**PARTS OF THE EXERCISE:**
a – For the article on the Exploded View model, decide whether each statement agrees with it: (i) the model represents a holistic view of data-driven use cases in six layers; (ii) all six layers are unique for each use case and organization; (iii) the Data Value Proposition Canvas is named as a tool for creating a detailed view. Answer yes or no for each, quoting the deciding words of the article.
b – Continue the article on the Exploded View model, picking up right after its final sentence.

Holistic view for Data-Driven Decision Making Projects using the Exploded View to manage the Data Science Lifecycle
In today's data-driven world, businesses and organisations rely on data science to make critical decisions. However, with the large number of new aspects within a data science project, it can be challenging to know where to start and how to ensure the important aspects to realise a successful project is covered. In this article, we will explore how to approach projects specific to the data science lifecycle with the Exploded View model, from defining the problem to deploying the solution and under consideration of a holistic-organisational view.
The Exploded View model ensures that the deeper contexts and challenges of digitalisation are made visible and comprehensible for all stakeholders in the company. It allows us to discuss, address and agree on specific tasks within our data science project. But other tools are used to create a detailed view: e.g. Data Value Proposition Canvas, ROI Assessment or the Standard Process for the Data Science Lifecycle, etc. The Exploded View is a great tool that helps us to model a holistic view for our data-driven use cases along all aspects within the company in six layers:
If you are interested in the Exploded View, you will find more information in our white paper.
While the first three layers are unique for each use case and organisation, there are general aspects (entities) of a data science project for the other three layers that provide a guidance to approach such use cases. We will discover these aspects in the following. The figure below shows an overview while the single entities will be explained in more detail afterwards.

Dataset records:
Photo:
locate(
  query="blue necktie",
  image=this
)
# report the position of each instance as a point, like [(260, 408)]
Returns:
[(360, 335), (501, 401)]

**THE REPLIES:**
a –
(i) Yes: "The Exploded View is a great tool that helps us to model a holistic view for our data-driven use cases along all aspects within the company in six layers"
(ii) No: "While the first three layers are unique for each use case and organisation, there are general aspects (entities) of a data science project for the other three layers"
(iii) Yes: "But other tools are used to create a detailed view: e.g. Data Value Proposition Canvas"

b –
Holistic view for data-driven decision making projects
As described, the performance layer gives an overview of all relevant processes that we need to consider for a data science use case. In the following, we will look at the three most important ones (Data Value Story, ROI Assessment, Data Science Lifecycle standard process), knowing that the list is not limited to those.
Elevator Pitch Data Value Story
Approaching any given use case from a business perspective, the most important question to answer is what the expected value is. We can define Data Value Story tools like the Data Value Proposition Canvas to clarify the following questions:
What are the gains and pains?
What is the target, what are the results?
What is the desired data product/service?
How does the data product/service relieve the pains or create the gains?
Besides the general value of a use case, assessing the Return on Investment (ROI) of a use case is crucial from an economic perspective. We need to consider three main areas: desirability, feasibility and viability. Desirability involves determining the potential impact of the idea, including cost savings, revenue generation, new business opportunities or improving customer experience, as well as the strategic importance and urgency of the use case. Feasibility entails evaluating the scale of the use case, along with the level of effort required for implementation (including monetary costs and time investment), system readiness, required expertise, data availability and legal considerations. Finally, viability involves examining the impact value in terms of EUR and the effort required to implement and maintain the product. By considering these three areas, businesses can better understand the potential value and feasibility of a use case and make informed decisions about whether or not to pursue it.
Return On Invest (ROI) Assessment
The standard process for the Data Science Lifecycle is a method-based and goal-oriented approach for logical reasoning, traceability, and reproducibility. The process defines a step-by-step guide how to approach any given problem with a data-driven decision making (DDDM) methodology. While the process provides a comprehensive collection of aspects, it is not limited to the ones listed. It covers general aspects such as framing the problem from a business perspective as well as statistical aspects.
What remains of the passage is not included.